Task to carry out » Below are the records; copy every line in them that holds the string "player".

Provided data »
▼▼▼
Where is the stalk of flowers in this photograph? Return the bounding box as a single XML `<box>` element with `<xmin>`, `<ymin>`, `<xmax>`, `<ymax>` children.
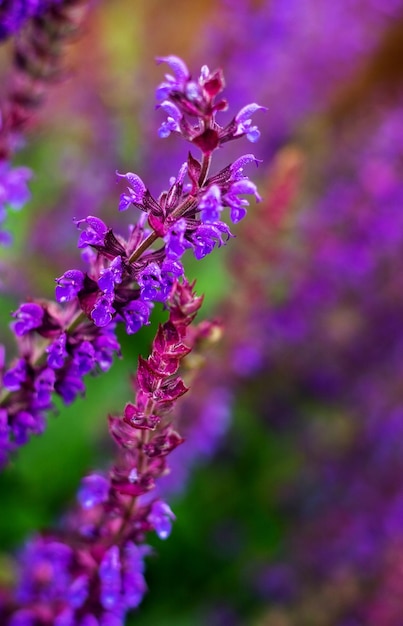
<box><xmin>0</xmin><ymin>279</ymin><xmax>218</xmax><ymax>626</ymax></box>
<box><xmin>0</xmin><ymin>55</ymin><xmax>264</xmax><ymax>466</ymax></box>
<box><xmin>0</xmin><ymin>0</ymin><xmax>92</xmax><ymax>244</ymax></box>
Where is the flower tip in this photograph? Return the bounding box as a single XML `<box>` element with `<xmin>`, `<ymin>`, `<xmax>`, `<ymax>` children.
<box><xmin>155</xmin><ymin>55</ymin><xmax>189</xmax><ymax>81</ymax></box>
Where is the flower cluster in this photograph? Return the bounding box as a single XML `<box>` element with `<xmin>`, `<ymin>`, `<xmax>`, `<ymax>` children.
<box><xmin>0</xmin><ymin>55</ymin><xmax>263</xmax><ymax>465</ymax></box>
<box><xmin>0</xmin><ymin>280</ymin><xmax>217</xmax><ymax>625</ymax></box>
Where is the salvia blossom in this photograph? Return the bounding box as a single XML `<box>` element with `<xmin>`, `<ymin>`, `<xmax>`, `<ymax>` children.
<box><xmin>0</xmin><ymin>55</ymin><xmax>262</xmax><ymax>465</ymax></box>
<box><xmin>0</xmin><ymin>280</ymin><xmax>219</xmax><ymax>625</ymax></box>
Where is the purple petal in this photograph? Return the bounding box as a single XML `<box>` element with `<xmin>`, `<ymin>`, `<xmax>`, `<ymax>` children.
<box><xmin>235</xmin><ymin>103</ymin><xmax>267</xmax><ymax>124</ymax></box>
<box><xmin>156</xmin><ymin>55</ymin><xmax>190</xmax><ymax>82</ymax></box>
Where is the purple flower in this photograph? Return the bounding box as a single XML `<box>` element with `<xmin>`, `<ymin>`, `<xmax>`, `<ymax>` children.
<box><xmin>122</xmin><ymin>543</ymin><xmax>150</xmax><ymax>609</ymax></box>
<box><xmin>78</xmin><ymin>474</ymin><xmax>110</xmax><ymax>509</ymax></box>
<box><xmin>147</xmin><ymin>500</ymin><xmax>176</xmax><ymax>539</ymax></box>
<box><xmin>16</xmin><ymin>539</ymin><xmax>73</xmax><ymax>604</ymax></box>
<box><xmin>98</xmin><ymin>256</ymin><xmax>124</xmax><ymax>293</ymax></box>
<box><xmin>92</xmin><ymin>328</ymin><xmax>121</xmax><ymax>371</ymax></box>
<box><xmin>33</xmin><ymin>367</ymin><xmax>55</xmax><ymax>409</ymax></box>
<box><xmin>99</xmin><ymin>546</ymin><xmax>122</xmax><ymax>611</ymax></box>
<box><xmin>0</xmin><ymin>163</ymin><xmax>31</xmax><ymax>210</ymax></box>
<box><xmin>11</xmin><ymin>302</ymin><xmax>44</xmax><ymax>336</ymax></box>
<box><xmin>55</xmin><ymin>364</ymin><xmax>86</xmax><ymax>404</ymax></box>
<box><xmin>230</xmin><ymin>154</ymin><xmax>261</xmax><ymax>178</ymax></box>
<box><xmin>137</xmin><ymin>262</ymin><xmax>162</xmax><ymax>301</ymax></box>
<box><xmin>72</xmin><ymin>341</ymin><xmax>95</xmax><ymax>376</ymax></box>
<box><xmin>191</xmin><ymin>222</ymin><xmax>233</xmax><ymax>259</ymax></box>
<box><xmin>156</xmin><ymin>100</ymin><xmax>183</xmax><ymax>138</ymax></box>
<box><xmin>46</xmin><ymin>333</ymin><xmax>68</xmax><ymax>369</ymax></box>
<box><xmin>3</xmin><ymin>358</ymin><xmax>27</xmax><ymax>391</ymax></box>
<box><xmin>164</xmin><ymin>218</ymin><xmax>191</xmax><ymax>259</ymax></box>
<box><xmin>120</xmin><ymin>300</ymin><xmax>152</xmax><ymax>335</ymax></box>
<box><xmin>66</xmin><ymin>576</ymin><xmax>89</xmax><ymax>610</ymax></box>
<box><xmin>74</xmin><ymin>216</ymin><xmax>108</xmax><ymax>248</ymax></box>
<box><xmin>234</xmin><ymin>103</ymin><xmax>267</xmax><ymax>142</ymax></box>
<box><xmin>12</xmin><ymin>411</ymin><xmax>40</xmax><ymax>445</ymax></box>
<box><xmin>155</xmin><ymin>55</ymin><xmax>190</xmax><ymax>101</ymax></box>
<box><xmin>199</xmin><ymin>185</ymin><xmax>223</xmax><ymax>223</ymax></box>
<box><xmin>55</xmin><ymin>270</ymin><xmax>85</xmax><ymax>303</ymax></box>
<box><xmin>224</xmin><ymin>179</ymin><xmax>261</xmax><ymax>223</ymax></box>
<box><xmin>116</xmin><ymin>171</ymin><xmax>147</xmax><ymax>211</ymax></box>
<box><xmin>91</xmin><ymin>293</ymin><xmax>116</xmax><ymax>327</ymax></box>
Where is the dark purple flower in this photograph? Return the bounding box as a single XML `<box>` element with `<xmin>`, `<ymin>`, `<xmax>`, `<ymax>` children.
<box><xmin>234</xmin><ymin>103</ymin><xmax>267</xmax><ymax>142</ymax></box>
<box><xmin>33</xmin><ymin>367</ymin><xmax>55</xmax><ymax>409</ymax></box>
<box><xmin>137</xmin><ymin>262</ymin><xmax>163</xmax><ymax>301</ymax></box>
<box><xmin>224</xmin><ymin>179</ymin><xmax>261</xmax><ymax>223</ymax></box>
<box><xmin>98</xmin><ymin>256</ymin><xmax>124</xmax><ymax>293</ymax></box>
<box><xmin>116</xmin><ymin>171</ymin><xmax>147</xmax><ymax>210</ymax></box>
<box><xmin>3</xmin><ymin>358</ymin><xmax>27</xmax><ymax>391</ymax></box>
<box><xmin>92</xmin><ymin>327</ymin><xmax>121</xmax><ymax>371</ymax></box>
<box><xmin>164</xmin><ymin>218</ymin><xmax>191</xmax><ymax>259</ymax></box>
<box><xmin>12</xmin><ymin>411</ymin><xmax>40</xmax><ymax>445</ymax></box>
<box><xmin>122</xmin><ymin>543</ymin><xmax>150</xmax><ymax>609</ymax></box>
<box><xmin>120</xmin><ymin>300</ymin><xmax>152</xmax><ymax>335</ymax></box>
<box><xmin>199</xmin><ymin>185</ymin><xmax>223</xmax><ymax>223</ymax></box>
<box><xmin>147</xmin><ymin>500</ymin><xmax>176</xmax><ymax>539</ymax></box>
<box><xmin>11</xmin><ymin>302</ymin><xmax>44</xmax><ymax>336</ymax></box>
<box><xmin>55</xmin><ymin>270</ymin><xmax>85</xmax><ymax>303</ymax></box>
<box><xmin>16</xmin><ymin>539</ymin><xmax>73</xmax><ymax>604</ymax></box>
<box><xmin>91</xmin><ymin>293</ymin><xmax>115</xmax><ymax>327</ymax></box>
<box><xmin>74</xmin><ymin>216</ymin><xmax>108</xmax><ymax>248</ymax></box>
<box><xmin>156</xmin><ymin>100</ymin><xmax>183</xmax><ymax>138</ymax></box>
<box><xmin>155</xmin><ymin>55</ymin><xmax>190</xmax><ymax>101</ymax></box>
<box><xmin>72</xmin><ymin>341</ymin><xmax>95</xmax><ymax>376</ymax></box>
<box><xmin>0</xmin><ymin>162</ymin><xmax>31</xmax><ymax>211</ymax></box>
<box><xmin>78</xmin><ymin>474</ymin><xmax>110</xmax><ymax>509</ymax></box>
<box><xmin>46</xmin><ymin>333</ymin><xmax>68</xmax><ymax>369</ymax></box>
<box><xmin>55</xmin><ymin>364</ymin><xmax>86</xmax><ymax>404</ymax></box>
<box><xmin>99</xmin><ymin>546</ymin><xmax>122</xmax><ymax>611</ymax></box>
<box><xmin>191</xmin><ymin>222</ymin><xmax>233</xmax><ymax>259</ymax></box>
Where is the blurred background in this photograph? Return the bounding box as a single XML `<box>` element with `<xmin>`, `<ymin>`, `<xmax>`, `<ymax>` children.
<box><xmin>2</xmin><ymin>0</ymin><xmax>403</xmax><ymax>624</ymax></box>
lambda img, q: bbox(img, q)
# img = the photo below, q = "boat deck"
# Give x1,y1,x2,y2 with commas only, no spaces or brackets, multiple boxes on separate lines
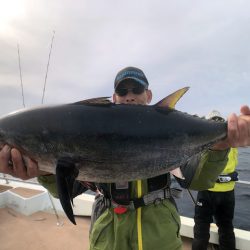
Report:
0,208,90,250
0,208,195,250
1,179,249,250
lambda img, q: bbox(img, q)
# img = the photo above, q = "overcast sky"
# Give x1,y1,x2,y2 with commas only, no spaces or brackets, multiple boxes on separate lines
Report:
1,0,250,118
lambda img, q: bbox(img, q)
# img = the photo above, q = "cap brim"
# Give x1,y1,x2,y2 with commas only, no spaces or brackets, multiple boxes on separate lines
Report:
115,77,148,89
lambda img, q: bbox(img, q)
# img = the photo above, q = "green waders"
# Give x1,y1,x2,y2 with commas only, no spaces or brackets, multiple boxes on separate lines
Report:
37,149,229,250
89,199,182,250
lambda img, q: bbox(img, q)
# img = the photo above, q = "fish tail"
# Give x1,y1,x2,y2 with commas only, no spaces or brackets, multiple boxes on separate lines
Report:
56,157,79,225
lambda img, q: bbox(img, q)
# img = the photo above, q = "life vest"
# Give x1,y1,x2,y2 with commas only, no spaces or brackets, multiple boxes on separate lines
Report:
109,173,171,206
98,174,178,250
209,148,238,192
95,173,182,213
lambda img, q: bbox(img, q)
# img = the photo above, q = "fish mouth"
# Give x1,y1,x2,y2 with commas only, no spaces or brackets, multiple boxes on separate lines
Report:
56,157,79,225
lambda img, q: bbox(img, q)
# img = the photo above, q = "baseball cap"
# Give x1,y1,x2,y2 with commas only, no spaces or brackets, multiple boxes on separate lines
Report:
114,66,149,90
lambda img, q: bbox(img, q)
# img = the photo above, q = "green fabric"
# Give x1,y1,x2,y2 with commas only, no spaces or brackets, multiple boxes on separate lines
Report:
37,175,59,198
37,150,229,249
189,149,229,191
89,199,182,250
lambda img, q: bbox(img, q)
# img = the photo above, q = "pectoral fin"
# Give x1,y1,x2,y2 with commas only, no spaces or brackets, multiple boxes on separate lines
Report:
56,158,79,225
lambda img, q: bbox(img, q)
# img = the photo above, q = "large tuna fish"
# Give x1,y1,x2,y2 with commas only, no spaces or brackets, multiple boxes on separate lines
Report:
0,87,227,224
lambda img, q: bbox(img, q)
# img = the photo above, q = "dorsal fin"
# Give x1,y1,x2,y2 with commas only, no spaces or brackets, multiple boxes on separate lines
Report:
154,87,189,109
72,97,112,106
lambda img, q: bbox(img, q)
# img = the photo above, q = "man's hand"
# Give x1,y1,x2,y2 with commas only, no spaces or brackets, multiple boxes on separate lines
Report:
213,105,250,150
0,145,49,180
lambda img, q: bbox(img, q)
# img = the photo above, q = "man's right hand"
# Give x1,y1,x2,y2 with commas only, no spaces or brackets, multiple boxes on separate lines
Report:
0,145,49,180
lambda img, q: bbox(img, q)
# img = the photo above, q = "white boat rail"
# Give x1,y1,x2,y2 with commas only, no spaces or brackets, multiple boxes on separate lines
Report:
237,180,250,185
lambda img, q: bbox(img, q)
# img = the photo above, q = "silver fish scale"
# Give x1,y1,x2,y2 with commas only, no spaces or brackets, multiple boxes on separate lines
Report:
0,103,227,182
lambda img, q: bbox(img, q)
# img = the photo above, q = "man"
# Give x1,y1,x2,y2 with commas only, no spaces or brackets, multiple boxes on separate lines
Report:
192,111,238,250
1,66,250,250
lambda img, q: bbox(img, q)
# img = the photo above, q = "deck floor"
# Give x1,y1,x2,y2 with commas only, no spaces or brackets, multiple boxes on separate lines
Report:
0,207,196,250
0,208,90,250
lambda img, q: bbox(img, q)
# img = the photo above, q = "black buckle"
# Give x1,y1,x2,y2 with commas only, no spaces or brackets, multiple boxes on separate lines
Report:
133,197,145,209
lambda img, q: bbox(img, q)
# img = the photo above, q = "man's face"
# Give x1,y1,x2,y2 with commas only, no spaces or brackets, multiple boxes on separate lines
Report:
113,80,152,105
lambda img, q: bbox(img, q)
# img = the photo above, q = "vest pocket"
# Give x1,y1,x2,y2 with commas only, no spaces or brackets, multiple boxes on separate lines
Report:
90,209,113,249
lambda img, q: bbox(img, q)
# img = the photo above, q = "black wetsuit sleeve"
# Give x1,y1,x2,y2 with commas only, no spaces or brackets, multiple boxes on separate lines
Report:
175,154,201,189
174,149,229,190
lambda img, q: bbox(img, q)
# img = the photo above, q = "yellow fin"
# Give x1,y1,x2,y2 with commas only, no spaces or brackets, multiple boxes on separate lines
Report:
155,87,189,109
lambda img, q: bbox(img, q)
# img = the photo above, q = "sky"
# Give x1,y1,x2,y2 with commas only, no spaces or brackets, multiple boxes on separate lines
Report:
0,0,250,118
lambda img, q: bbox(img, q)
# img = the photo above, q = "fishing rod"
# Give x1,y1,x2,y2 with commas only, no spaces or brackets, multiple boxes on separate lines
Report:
16,33,61,226
0,176,63,226
47,192,64,226
40,30,62,226
17,43,25,108
187,189,196,205
0,44,26,185
41,30,55,104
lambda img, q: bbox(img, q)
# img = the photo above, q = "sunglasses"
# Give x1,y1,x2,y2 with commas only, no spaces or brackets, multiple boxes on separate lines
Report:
115,85,146,97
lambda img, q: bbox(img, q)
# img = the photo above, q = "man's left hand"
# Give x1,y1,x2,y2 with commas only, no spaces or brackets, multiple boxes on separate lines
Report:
213,105,250,150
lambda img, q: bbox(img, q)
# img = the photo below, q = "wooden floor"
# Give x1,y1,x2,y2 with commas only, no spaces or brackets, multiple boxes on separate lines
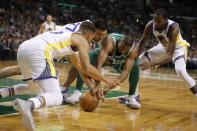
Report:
0,61,197,131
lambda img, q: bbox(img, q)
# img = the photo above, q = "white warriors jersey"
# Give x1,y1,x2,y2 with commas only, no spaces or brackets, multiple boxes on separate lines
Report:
153,19,190,47
35,20,91,60
61,19,91,32
44,21,56,32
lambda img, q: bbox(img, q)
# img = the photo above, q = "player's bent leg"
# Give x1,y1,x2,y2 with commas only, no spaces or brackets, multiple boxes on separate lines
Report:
128,60,140,96
139,44,166,65
0,84,27,98
126,60,141,109
0,65,21,79
0,81,38,98
30,78,63,108
14,98,35,131
174,57,197,95
14,78,63,130
0,79,40,98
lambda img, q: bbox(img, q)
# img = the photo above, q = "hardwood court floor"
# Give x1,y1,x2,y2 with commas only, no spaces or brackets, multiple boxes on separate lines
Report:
0,61,197,131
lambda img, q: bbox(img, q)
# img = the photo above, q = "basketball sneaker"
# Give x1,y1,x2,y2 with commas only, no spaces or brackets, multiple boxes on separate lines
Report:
65,90,82,104
126,95,141,109
118,94,140,104
14,98,35,131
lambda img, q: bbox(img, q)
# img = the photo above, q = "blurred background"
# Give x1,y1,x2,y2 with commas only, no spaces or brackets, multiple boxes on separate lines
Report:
0,0,196,69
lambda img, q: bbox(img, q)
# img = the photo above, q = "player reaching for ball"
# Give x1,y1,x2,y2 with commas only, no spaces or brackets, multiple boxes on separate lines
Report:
63,33,141,109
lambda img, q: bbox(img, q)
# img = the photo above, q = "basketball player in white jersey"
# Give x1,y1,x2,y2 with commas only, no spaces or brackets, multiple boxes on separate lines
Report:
0,19,107,97
138,8,197,95
8,21,118,131
37,14,56,35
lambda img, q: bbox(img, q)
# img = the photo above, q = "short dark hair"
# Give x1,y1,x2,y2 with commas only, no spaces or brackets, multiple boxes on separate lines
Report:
47,14,52,17
79,21,96,33
93,18,107,30
154,8,168,19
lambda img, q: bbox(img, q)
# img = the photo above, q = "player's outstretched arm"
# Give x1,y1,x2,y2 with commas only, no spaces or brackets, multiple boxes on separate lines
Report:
71,33,119,87
0,65,21,79
137,21,152,55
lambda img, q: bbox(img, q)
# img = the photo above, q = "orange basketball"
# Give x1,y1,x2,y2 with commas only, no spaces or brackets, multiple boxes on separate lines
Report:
80,91,100,112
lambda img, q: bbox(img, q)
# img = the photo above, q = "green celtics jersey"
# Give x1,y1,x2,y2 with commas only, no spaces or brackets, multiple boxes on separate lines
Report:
106,33,127,65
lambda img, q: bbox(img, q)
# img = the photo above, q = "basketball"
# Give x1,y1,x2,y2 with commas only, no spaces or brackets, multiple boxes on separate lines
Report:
80,91,100,112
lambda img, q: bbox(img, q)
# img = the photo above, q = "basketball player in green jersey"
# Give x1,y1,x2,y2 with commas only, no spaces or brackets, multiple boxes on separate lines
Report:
64,33,141,109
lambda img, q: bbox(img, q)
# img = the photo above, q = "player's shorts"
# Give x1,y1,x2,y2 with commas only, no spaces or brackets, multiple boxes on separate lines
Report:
17,38,58,81
140,43,187,63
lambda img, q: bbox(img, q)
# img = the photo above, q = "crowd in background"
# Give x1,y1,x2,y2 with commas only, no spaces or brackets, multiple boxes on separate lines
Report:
0,0,196,68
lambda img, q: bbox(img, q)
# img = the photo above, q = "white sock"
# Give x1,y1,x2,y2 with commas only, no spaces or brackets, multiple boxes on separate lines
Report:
29,97,42,109
61,86,68,91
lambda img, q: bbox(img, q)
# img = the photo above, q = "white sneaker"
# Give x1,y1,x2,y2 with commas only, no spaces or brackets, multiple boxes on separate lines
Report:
126,95,141,109
15,98,35,131
65,90,82,104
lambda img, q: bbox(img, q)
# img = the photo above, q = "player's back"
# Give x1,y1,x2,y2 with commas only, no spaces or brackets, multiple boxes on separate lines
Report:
▲▲▲
Task result »
# img = the photo above, q = "player's bent leg"
# img = the photo above, q = "player reaching for ball"
# img = the photo above, q = "basketball player in white jersey"
# img = the photo above, q = "player's outstretched arm"
# img = the photo above, q = "basketball player in green jersey"
# img = the photo above, q = "player's shorts"
# img = the photo above, q = "player's back"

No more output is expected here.